> TASK TO CARRY OUT: Which lines run from the one containing "Habitat-census task: mark the black" to the last line of the entries? Return them exactly, with nothing more.

> DATA LISTING:
━━━━━━━━━━━━━━━━
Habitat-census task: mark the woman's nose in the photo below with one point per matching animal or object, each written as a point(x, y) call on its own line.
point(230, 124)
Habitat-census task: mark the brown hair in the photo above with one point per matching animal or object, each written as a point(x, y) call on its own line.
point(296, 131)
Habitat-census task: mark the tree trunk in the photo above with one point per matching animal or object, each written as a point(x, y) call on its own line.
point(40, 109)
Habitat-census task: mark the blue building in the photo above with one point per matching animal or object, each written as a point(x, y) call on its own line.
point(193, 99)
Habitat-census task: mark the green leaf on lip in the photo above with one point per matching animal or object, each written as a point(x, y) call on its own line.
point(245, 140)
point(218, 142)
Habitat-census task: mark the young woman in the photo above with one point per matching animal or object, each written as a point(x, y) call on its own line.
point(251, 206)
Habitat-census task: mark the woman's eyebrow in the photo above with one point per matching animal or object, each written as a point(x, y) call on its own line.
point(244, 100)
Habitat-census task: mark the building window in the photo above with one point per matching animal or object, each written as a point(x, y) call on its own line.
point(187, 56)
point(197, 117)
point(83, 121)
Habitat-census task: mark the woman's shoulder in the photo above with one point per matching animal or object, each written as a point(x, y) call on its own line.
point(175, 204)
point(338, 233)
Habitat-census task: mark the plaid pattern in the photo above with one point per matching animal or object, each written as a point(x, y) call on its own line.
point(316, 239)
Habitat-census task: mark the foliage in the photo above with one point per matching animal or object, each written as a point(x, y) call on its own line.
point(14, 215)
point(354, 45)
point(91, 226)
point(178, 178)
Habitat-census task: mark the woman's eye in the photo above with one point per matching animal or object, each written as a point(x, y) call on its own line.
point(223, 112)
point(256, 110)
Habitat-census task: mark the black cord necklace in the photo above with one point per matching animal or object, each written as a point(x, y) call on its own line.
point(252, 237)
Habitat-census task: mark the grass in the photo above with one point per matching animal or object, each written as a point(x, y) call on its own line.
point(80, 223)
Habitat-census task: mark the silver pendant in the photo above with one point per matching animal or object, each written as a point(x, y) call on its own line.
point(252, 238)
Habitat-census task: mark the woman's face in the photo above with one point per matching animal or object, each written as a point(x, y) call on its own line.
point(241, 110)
━━━━━━━━━━━━━━━━
> TASK RESPONSE:
Habitat-census task: mark the black cord necklace in the photo above with one point per matching animal or object, each written as a point(x, y) call on its own line.
point(252, 237)
Habitat-census task: mark the grass in the photo above with one point per matching animal or object, each written as a point(x, y) call on its own line.
point(80, 223)
Habitat-census task: mark the silver pendant in the photo above with one point per matching animal or object, each written as a point(x, y) call on its own line.
point(252, 238)
Habitat-census task: mark the woman's face in the photo above with one point per matching animal or object, each written as a point(x, y) call on its own line.
point(241, 110)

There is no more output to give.